* Work order 1: Update the film review by restating everything from "It’s all a big" down to "they were given.", with "trilogy" changed to "earlier films".
* Work order 2: According to the film review, who handled the costumes?
* Work order 3: Carry the film review on past its final sentence.

* Study text:

Somewhere in the far future, there’s a noman’s land wilderness thick with forests and streams. That’s where the Eagle Clan, a colony of chimpanzees, has settled. Noa (Owen Teague) is the son of the chief. He and the others hold eagles dear and raise them to be hunters. The village is being watched by a wild child. A human, aka an “echo,” who lurks in the shadows. Her name is Mae (Freya Allan, The Witcher). Word is, “Echoes only bring trouble.” Meanwhile a hostile group, run by the gorilla king Proximus (Kevin Durand), threatens everyone. A wise orangutang Raka (Peter Macon, TV’s The Orville), who believes in the holiness of the legendary Caesar, shields himself from those aggressors.
It’s all a big gamble that doesn’t pan out, well. The woodland settings look generic—and CGI assisted. In the trilogy, the buildings and humans in San Francisco and its Bay Area left haunting memories of civilization gone awry. Now there’s nothing but furry beings, nature and adversaries. The onus is on Noa, his chums, family, mentor and the interloper to intrigue the audience. To pull viewers into the time, place and drama. As written and directed, it’s a task they can’t handle alone. They drop the torch they were given.
What’s on the screen is dull Hollywood mechanizations. Dull as the recent Godzilla X Kong: The New Empire. None of the imagery is truly mind boggling. The sets, production design (Daniel T. Dorrance), costumes (Mayes C Rubeo) and art direction are passable. Cinematographer Gyula Pados doesn’t do a bad job capturing what’s on view. It’s more that the action scenes he films, interiors he lights and landscapes he shoots don’t look extraordinary or spectacular.

* Phrase grounding data:
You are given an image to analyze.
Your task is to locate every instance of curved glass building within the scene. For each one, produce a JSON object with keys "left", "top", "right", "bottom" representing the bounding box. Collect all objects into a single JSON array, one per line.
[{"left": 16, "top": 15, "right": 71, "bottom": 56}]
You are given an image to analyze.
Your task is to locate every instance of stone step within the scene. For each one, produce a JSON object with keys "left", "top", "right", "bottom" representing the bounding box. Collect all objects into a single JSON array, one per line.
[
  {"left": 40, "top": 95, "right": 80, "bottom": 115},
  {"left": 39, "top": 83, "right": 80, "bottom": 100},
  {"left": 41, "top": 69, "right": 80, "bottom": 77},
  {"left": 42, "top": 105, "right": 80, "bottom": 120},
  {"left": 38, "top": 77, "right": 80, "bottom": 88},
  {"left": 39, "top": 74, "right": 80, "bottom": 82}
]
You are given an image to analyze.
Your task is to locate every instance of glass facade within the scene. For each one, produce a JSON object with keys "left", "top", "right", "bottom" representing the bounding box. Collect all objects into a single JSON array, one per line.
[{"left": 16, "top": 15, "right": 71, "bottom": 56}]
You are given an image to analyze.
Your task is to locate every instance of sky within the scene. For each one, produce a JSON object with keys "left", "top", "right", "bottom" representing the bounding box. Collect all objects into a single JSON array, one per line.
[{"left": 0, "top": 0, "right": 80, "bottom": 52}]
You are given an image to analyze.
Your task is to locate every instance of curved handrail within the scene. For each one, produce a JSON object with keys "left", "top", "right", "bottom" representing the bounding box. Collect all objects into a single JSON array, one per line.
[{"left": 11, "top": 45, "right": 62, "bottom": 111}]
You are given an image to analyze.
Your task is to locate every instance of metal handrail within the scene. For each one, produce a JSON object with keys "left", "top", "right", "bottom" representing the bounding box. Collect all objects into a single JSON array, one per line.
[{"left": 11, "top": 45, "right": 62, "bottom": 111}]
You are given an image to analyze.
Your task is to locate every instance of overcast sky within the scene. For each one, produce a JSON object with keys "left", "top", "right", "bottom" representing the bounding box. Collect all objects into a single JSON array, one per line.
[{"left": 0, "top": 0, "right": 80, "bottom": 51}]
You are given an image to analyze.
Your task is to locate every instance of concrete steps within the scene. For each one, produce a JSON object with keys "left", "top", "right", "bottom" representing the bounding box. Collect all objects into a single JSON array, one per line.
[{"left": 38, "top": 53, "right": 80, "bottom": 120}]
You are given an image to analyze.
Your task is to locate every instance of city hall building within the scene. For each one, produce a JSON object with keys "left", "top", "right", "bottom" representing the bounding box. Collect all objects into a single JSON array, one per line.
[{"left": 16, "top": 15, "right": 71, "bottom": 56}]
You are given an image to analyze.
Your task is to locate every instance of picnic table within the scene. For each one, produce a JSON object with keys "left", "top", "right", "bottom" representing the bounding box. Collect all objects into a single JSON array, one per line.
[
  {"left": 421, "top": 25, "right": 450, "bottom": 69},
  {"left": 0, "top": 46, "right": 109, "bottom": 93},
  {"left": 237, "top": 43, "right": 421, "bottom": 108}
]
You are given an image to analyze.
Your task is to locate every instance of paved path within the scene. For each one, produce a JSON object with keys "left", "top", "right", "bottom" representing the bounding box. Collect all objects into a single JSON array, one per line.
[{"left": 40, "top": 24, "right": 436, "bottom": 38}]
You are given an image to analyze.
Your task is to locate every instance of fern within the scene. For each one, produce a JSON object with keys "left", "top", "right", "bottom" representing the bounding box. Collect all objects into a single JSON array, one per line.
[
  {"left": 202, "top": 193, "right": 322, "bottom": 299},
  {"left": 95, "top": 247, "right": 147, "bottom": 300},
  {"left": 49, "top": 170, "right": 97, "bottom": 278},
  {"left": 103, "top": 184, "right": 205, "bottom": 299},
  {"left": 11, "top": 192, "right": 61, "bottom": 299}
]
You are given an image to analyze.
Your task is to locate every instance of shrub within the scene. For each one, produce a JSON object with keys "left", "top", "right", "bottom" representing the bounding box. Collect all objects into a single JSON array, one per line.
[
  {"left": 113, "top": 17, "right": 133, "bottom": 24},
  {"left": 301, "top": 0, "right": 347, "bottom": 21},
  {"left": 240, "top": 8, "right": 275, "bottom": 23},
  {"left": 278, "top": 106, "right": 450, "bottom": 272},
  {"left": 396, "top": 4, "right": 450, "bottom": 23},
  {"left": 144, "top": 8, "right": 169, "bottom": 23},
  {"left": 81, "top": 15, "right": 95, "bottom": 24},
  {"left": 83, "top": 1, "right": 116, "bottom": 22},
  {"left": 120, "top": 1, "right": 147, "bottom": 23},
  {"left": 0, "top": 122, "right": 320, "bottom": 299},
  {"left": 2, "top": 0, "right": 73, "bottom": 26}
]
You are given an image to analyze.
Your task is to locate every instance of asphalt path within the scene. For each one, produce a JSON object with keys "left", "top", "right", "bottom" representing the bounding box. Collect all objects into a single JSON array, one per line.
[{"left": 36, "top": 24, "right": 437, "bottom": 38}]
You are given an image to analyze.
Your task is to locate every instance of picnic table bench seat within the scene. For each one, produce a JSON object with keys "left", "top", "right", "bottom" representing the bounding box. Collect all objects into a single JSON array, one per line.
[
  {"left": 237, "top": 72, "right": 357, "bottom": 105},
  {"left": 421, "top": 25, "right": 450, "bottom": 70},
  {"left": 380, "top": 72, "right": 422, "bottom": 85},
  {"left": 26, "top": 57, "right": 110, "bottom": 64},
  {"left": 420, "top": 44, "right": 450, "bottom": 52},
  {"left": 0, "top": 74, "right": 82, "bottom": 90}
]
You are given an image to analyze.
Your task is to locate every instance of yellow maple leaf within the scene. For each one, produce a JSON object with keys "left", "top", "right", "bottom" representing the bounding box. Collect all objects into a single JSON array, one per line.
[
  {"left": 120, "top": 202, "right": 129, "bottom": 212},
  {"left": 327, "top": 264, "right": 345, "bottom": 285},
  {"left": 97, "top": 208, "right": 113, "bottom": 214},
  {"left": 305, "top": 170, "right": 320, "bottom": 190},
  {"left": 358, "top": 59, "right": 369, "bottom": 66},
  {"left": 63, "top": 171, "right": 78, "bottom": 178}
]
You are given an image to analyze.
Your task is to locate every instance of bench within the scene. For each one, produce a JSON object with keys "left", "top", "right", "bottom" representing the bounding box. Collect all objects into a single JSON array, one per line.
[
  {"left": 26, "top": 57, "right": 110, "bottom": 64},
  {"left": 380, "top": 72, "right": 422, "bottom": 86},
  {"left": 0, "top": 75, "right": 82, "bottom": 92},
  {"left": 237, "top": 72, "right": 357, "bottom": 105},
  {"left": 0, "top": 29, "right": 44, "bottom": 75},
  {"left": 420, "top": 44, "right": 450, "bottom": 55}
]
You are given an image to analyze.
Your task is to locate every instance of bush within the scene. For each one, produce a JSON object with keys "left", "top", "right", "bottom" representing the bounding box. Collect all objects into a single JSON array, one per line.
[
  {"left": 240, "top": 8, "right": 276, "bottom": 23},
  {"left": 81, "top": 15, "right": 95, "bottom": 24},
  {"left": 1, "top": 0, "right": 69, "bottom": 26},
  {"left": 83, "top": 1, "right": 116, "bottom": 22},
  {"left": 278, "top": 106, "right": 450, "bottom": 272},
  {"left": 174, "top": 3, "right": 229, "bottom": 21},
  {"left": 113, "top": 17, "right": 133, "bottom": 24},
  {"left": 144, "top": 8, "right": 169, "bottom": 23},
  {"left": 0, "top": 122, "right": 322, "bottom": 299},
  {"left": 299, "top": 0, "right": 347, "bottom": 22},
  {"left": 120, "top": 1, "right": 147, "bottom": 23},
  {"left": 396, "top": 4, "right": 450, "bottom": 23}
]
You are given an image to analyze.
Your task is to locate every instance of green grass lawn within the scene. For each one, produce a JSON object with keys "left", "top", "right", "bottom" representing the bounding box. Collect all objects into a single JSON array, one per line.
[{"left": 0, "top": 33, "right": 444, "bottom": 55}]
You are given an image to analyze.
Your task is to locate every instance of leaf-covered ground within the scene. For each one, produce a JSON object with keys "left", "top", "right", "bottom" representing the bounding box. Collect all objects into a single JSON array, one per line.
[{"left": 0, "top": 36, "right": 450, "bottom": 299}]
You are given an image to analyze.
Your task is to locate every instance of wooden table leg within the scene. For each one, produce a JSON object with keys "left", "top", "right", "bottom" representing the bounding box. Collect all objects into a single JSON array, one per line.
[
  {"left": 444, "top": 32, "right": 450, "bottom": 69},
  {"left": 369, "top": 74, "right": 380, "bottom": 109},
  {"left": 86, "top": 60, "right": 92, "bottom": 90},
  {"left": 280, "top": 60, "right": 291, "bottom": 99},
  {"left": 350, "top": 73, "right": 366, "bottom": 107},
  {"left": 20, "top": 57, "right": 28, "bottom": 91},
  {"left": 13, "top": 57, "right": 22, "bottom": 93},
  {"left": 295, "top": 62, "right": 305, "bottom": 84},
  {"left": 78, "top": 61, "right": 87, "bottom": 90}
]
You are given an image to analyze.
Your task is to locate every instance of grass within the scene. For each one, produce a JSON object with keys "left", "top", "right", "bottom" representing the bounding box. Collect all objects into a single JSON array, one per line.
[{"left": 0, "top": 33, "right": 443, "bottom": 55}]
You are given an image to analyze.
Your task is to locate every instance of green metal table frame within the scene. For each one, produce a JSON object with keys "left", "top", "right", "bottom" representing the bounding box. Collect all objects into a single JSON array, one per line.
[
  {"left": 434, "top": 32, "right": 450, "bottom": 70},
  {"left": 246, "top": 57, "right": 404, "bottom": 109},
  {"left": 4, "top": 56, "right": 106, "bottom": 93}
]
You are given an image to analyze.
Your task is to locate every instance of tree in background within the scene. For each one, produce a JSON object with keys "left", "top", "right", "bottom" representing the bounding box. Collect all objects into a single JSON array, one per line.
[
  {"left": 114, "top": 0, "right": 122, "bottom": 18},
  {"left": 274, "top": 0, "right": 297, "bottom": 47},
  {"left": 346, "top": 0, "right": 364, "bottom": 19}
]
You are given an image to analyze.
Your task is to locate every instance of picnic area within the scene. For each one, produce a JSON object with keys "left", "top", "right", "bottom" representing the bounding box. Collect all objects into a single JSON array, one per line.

* Your response 1:
It’s all a big gamble that doesn’t pan out, well. The woodland settings look generic—and CGI assisted. In the earlier films, the buildings and humans in San Francisco and its Bay Area left haunting memories of civilization gone awry. Now there’s nothing but furry beings, nature and adversaries. The onus is on Noa, his chums, family, mentor and the interloper to intrigue the audience. To pull viewers into the time, place and drama. As written and directed, it’s a task they can’t handle alone. They drop the torch they were given.

* Your response 2: Mayes C Rubeo

* Your response 3:
Wes Ball’s tame direction is a mismatch. Past work, even on the successful The Maze Runner series, hasn’t primed his filmmaking well enough for this franchise treasure. Noa and others ride horses, do battle, climb mountains and scale walls. None of it is extremely accomplished or an out-of-this world thrill ride. The direction doesn’t dazzle (James Cameron, Avatar), show pageantry (Peter Jackson, Lord of the Rings), create a frenzy (Christopher Nolan, Oppenheimer) or paint a stunning picture (Denis Villeneuve, Dune: Part Two). The kind of verve that could juice up the movie for its entire 2h 25m length (editors Dirk Westervelt and Dan Zimmerman). Even though the finale is more engaging than what came before it, it’s still under par. Marred by herds of fake looking apes. It’s an opportunity that never fulfills its chance for greatness.
Durran growls his lines ferociously. Teague sounds innocent enough as circumstances force Noa to grow up quickly. This very important lead character needed an edge. Something that made him more unique than any other protagonist that came before him. He’s a bland hero. The sageness in Rake’s voice is due to the shaman-like persona Macon creates. The odd person out, is Allan. Mae is supposed to be a scruff living in the forest. When she’s thrown a rag so she can cloth herself, presto she’s wearing a perfectly torn tank top that looks like it was bought in H&M. Why? She fit her part on Netflix’s The Witcher like a glove. But here she looks out of place. Like a super model who came in from the rain.
Fans of the previous three movies, who’ve been spoiled by their allure, may not be appalled by what they see in Kingdom… But they won’t be astounded. They won’t go ape over it.